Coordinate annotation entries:
★ ★ ★ ★
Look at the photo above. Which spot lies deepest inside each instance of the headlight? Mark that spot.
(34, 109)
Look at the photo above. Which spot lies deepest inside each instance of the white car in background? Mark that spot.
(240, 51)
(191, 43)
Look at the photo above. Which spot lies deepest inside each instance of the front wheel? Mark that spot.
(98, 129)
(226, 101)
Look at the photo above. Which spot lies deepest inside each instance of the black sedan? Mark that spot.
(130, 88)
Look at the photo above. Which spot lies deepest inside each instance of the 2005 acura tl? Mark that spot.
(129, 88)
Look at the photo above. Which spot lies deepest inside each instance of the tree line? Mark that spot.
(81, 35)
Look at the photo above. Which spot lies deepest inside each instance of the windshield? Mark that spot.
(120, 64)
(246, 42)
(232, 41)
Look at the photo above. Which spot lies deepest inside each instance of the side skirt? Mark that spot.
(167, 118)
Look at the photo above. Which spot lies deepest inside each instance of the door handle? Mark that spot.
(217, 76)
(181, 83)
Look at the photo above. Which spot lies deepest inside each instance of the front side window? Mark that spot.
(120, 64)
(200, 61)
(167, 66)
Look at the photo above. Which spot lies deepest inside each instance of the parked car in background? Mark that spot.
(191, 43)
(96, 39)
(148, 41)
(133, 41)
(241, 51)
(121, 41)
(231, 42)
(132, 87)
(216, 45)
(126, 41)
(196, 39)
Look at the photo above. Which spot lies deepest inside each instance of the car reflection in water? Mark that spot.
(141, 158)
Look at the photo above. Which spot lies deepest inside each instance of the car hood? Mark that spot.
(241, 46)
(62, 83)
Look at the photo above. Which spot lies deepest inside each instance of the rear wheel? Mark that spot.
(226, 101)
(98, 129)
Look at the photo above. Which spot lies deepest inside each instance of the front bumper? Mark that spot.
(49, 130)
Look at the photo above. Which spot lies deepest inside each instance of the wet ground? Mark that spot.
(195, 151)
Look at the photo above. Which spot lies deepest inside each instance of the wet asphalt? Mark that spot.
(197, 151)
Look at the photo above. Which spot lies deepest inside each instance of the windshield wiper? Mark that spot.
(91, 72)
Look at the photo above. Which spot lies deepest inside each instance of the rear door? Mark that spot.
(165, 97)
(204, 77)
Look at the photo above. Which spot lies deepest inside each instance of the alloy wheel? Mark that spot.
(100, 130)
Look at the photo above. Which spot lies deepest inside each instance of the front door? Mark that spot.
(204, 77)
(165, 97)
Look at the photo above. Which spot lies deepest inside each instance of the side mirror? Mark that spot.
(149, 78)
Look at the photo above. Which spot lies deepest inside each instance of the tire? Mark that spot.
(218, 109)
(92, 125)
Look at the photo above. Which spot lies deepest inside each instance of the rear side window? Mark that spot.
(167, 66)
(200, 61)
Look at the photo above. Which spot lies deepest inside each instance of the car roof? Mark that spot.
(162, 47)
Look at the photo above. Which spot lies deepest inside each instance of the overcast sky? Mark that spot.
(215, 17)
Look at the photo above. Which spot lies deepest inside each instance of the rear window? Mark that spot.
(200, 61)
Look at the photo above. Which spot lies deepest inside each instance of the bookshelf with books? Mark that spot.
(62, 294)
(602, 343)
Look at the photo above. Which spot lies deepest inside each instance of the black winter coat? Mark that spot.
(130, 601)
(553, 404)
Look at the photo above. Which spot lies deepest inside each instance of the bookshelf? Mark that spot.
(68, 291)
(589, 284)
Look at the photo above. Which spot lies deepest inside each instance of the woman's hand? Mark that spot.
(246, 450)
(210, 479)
★ ★ ★ ★
_TASK:_
Output every record above exactly as it appears.

_TASK RESPONSE:_
Look at the photo above. Which spot lies deepest inside each instance of the headlight? Mark that spot.
(34, 109)
Look at the photo above. Which spot lies deepest inside each instance of the white car in background? Mark that spot.
(240, 51)
(191, 43)
Look at the photo above. Which spot lies deepest inside each instance of the front wheel? Mark that spot.
(98, 129)
(226, 101)
Look at the photo above. Which spot lies deepest inside each instance of the black sedan? Mark that spot.
(130, 88)
Look at the photo above. Which spot lies deepest inside each instance of the 2005 acura tl? Mark that spot.
(129, 88)
Look at the photo above. Which spot lies deepest inside each instance of the tree line? Mark that spot.
(81, 35)
Look at the photo above. Which spot lies deepest inside each instance of the windshield? Mark that spot.
(120, 64)
(246, 42)
(232, 41)
Look at the photo above. Which spot lies deepest inside each instance of the side skirt? Mark that spot.
(167, 118)
Look at the photo above. Which spot lies deepest inside each instance of the door handle? Mark that spot.
(217, 76)
(181, 83)
Look at the photo above. Which spot lies deepest inside each instance of the front side window? Mark that spot.
(120, 64)
(200, 61)
(167, 66)
Look at the photo above. Which spot lies deepest inside each instance of the parked car in background? Mark that spot.
(191, 43)
(96, 39)
(148, 41)
(133, 41)
(241, 51)
(121, 41)
(231, 42)
(132, 87)
(216, 45)
(126, 41)
(196, 39)
Look at the photo above. Which spot lies deepest inside each instance of the car reflection in water? Mark that spot.
(141, 158)
Look at the photo above. Which spot lies deepest inside each instance of the car hood? Mark that spot.
(241, 46)
(62, 83)
Look at the photo above. Which spot lies deepest inside each instance of the rear wheel? Mark that spot.
(226, 101)
(98, 129)
Look at the photo above. Which spot lies deepest inside each instance of the front bumper? Mark that spot.
(49, 130)
Look at the photo above. Which spot lies deepest inside each instance of the wet ground? Mark that spot.
(195, 151)
Look at the photo above. Which spot lies deepest inside each instance of the wet asphalt? Mark that spot.
(197, 151)
Look at the photo above. Which spot lies deepest inside each instance of the windshield wiper? Mark that spot.
(91, 72)
Look at the photo above. Which spot lies deepest inside each instance of the rear door? Mark that spot.
(165, 97)
(204, 77)
Look at the photo above. Which spot lies deepest inside each instance of the alloy wheel? Mark that spot.
(100, 130)
Look at the photo above. Which spot lies deepest inside each instance of the front door? Mark that spot.
(204, 77)
(165, 97)
Look at the photo above. Which spot lies deepest inside each instance of the side mirror? Mark that spot.
(149, 78)
Look at the photo above. Which spot lies deepest inside each instance of the tire? Mark that spot.
(218, 109)
(92, 125)
Look at the photo above. Which spot lies deepest inside each instance of the rear side window? Mark that spot.
(167, 66)
(200, 61)
Look at the photo above. Which spot lies deepest inside each instance of the car roof? Mark that spot.
(162, 47)
Look at the photo above. Which spot lies deepest inside each instance of the overcast sky? Mark that spot.
(215, 17)
Look at the photo above. Which spot lies deepest inside each instance of the rear window? Mark that spot.
(200, 61)
Look at the photo above. Which spot lies deepest inside each instance of the bookshelf with books? Mark that spot.
(62, 294)
(602, 343)
Look at the photo above. Which spot lies deepest inside each instance of the black winter coat? Mark that spot.
(130, 601)
(553, 404)
Look at the photo above. Which spot lies deepest inside each instance of the bookshelf? Mark that spot.
(68, 291)
(589, 284)
Look at the photo above. Which spot lies deepest inside each instance of the woman's hand? Mark that spot.
(246, 450)
(210, 479)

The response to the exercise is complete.